▶ _Your goal_: Go through the records and give the number of lines that include "green", with nothing else.

Data START

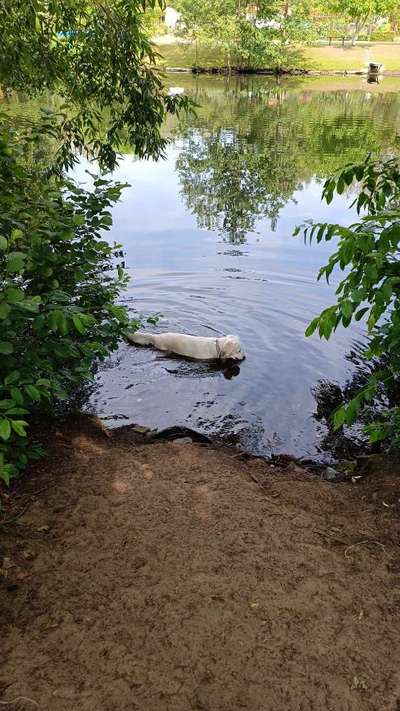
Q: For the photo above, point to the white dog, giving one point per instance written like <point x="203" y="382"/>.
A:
<point x="197" y="347"/>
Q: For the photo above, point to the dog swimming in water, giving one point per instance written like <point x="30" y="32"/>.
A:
<point x="225" y="348"/>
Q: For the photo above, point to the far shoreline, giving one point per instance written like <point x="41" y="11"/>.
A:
<point x="237" y="71"/>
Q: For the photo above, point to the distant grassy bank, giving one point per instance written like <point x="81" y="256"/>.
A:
<point x="334" y="58"/>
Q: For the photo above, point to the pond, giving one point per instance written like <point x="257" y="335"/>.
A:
<point x="208" y="237"/>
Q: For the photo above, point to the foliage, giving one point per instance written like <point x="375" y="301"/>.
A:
<point x="58" y="291"/>
<point x="247" y="39"/>
<point x="97" y="56"/>
<point x="59" y="283"/>
<point x="360" y="12"/>
<point x="253" y="144"/>
<point x="368" y="252"/>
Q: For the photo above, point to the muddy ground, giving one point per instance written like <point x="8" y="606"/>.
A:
<point x="175" y="576"/>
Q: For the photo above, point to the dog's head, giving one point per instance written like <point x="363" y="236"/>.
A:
<point x="230" y="348"/>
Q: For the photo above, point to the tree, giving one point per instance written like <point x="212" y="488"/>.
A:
<point x="60" y="280"/>
<point x="361" y="12"/>
<point x="368" y="251"/>
<point x="96" y="55"/>
<point x="248" y="36"/>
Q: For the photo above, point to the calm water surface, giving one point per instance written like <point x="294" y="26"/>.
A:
<point x="208" y="241"/>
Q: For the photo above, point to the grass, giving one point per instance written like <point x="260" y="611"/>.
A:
<point x="318" y="58"/>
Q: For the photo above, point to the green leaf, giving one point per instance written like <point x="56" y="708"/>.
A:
<point x="14" y="295"/>
<point x="5" y="429"/>
<point x="4" y="309"/>
<point x="77" y="321"/>
<point x="346" y="308"/>
<point x="33" y="392"/>
<point x="16" y="262"/>
<point x="358" y="316"/>
<point x="19" y="427"/>
<point x="6" y="347"/>
<point x="312" y="327"/>
<point x="12" y="377"/>
<point x="17" y="396"/>
<point x="5" y="404"/>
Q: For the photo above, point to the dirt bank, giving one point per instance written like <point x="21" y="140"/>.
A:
<point x="173" y="576"/>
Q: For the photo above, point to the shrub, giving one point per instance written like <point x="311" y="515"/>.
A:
<point x="58" y="288"/>
<point x="368" y="252"/>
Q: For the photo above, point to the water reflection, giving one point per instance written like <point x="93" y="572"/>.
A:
<point x="254" y="146"/>
<point x="246" y="170"/>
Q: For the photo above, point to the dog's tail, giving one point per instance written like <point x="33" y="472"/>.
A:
<point x="141" y="339"/>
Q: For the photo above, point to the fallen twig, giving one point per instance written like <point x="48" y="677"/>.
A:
<point x="363" y="543"/>
<point x="17" y="699"/>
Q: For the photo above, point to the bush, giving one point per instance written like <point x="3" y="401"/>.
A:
<point x="59" y="283"/>
<point x="368" y="252"/>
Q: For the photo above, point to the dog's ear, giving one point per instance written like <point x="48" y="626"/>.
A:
<point x="231" y="348"/>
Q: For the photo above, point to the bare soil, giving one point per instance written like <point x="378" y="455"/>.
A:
<point x="175" y="576"/>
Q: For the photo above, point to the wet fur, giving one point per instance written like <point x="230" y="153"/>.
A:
<point x="225" y="348"/>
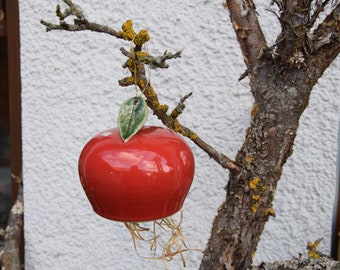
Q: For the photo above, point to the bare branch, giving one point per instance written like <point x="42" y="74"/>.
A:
<point x="80" y="22"/>
<point x="135" y="64"/>
<point x="249" y="33"/>
<point x="319" y="8"/>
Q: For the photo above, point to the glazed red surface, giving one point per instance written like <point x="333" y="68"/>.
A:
<point x="144" y="179"/>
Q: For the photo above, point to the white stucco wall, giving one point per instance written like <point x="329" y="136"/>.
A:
<point x="70" y="93"/>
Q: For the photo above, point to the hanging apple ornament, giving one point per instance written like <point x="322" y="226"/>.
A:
<point x="136" y="173"/>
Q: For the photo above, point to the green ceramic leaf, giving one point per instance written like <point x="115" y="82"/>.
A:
<point x="132" y="115"/>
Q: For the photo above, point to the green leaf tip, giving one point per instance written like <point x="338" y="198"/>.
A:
<point x="132" y="116"/>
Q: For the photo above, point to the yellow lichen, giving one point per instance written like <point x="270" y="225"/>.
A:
<point x="142" y="37"/>
<point x="141" y="54"/>
<point x="269" y="211"/>
<point x="128" y="32"/>
<point x="253" y="183"/>
<point x="313" y="250"/>
<point x="256" y="197"/>
<point x="254" y="109"/>
<point x="249" y="159"/>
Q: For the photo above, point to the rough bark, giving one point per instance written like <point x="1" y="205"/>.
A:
<point x="281" y="80"/>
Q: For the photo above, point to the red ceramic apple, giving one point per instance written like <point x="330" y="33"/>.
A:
<point x="143" y="179"/>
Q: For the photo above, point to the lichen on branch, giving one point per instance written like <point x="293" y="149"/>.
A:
<point x="137" y="59"/>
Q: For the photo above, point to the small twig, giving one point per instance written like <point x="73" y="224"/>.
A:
<point x="316" y="14"/>
<point x="135" y="63"/>
<point x="153" y="61"/>
<point x="80" y="22"/>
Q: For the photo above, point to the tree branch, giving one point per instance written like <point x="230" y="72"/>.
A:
<point x="136" y="60"/>
<point x="248" y="31"/>
<point x="80" y="22"/>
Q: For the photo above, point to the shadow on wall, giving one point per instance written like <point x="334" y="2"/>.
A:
<point x="335" y="250"/>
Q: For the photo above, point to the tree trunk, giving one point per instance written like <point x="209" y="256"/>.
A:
<point x="281" y="83"/>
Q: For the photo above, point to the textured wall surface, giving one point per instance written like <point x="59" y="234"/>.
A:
<point x="70" y="93"/>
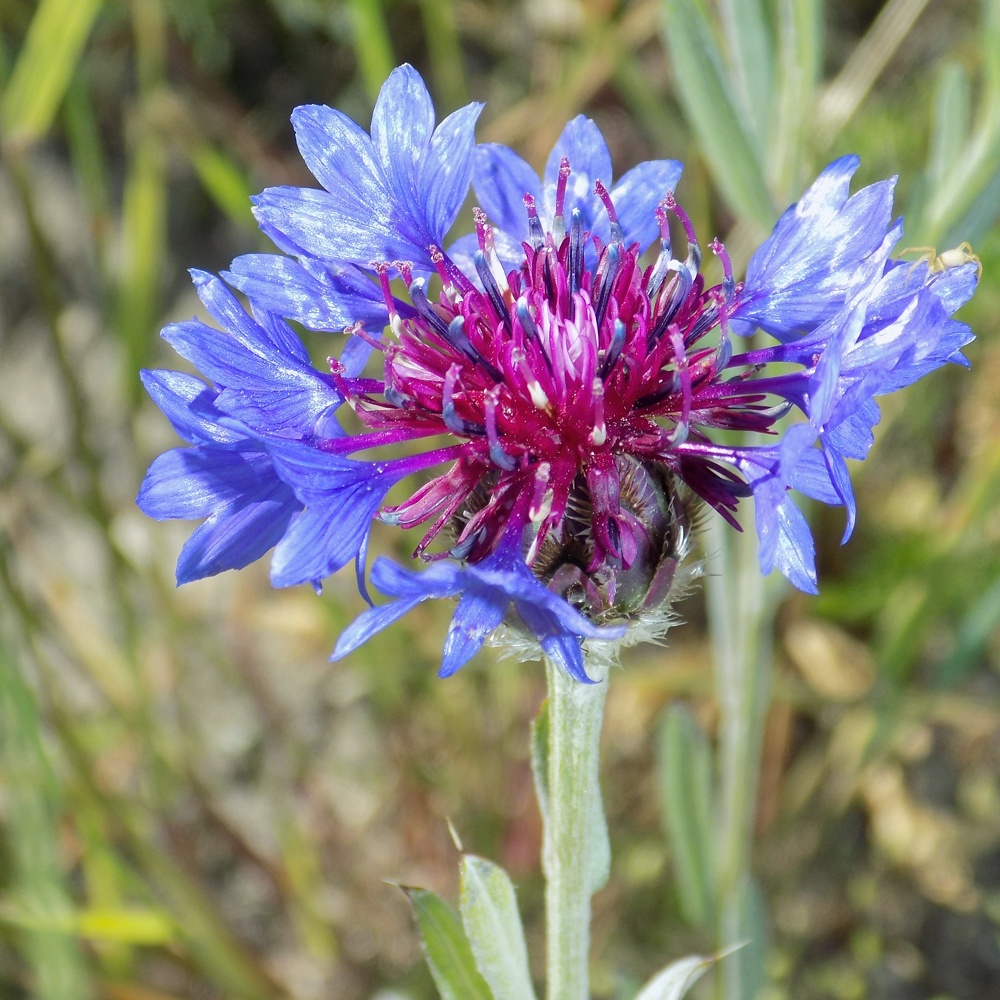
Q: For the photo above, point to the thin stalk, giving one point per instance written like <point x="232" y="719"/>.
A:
<point x="739" y="612"/>
<point x="573" y="827"/>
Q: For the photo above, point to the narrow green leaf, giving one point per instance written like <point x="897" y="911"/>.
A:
<point x="600" y="845"/>
<point x="446" y="948"/>
<point x="599" y="863"/>
<point x="676" y="979"/>
<point x="224" y="182"/>
<point x="950" y="123"/>
<point x="43" y="69"/>
<point x="37" y="882"/>
<point x="540" y="758"/>
<point x="800" y="48"/>
<point x="712" y="114"/>
<point x="684" y="765"/>
<point x="744" y="973"/>
<point x="749" y="46"/>
<point x="493" y="926"/>
<point x="976" y="629"/>
<point x="131" y="925"/>
<point x="144" y="222"/>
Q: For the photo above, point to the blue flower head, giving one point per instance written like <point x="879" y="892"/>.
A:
<point x="562" y="403"/>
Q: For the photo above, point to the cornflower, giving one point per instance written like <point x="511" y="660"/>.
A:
<point x="566" y="405"/>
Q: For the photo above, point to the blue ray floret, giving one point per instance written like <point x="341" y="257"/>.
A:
<point x="563" y="404"/>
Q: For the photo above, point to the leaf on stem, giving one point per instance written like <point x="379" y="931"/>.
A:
<point x="493" y="926"/>
<point x="446" y="948"/>
<point x="676" y="979"/>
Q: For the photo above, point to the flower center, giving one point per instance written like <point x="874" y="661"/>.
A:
<point x="563" y="379"/>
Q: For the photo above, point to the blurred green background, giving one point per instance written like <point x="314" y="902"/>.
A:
<point x="193" y="802"/>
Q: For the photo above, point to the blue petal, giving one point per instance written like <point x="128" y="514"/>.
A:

Data END

▶ _Output_: 5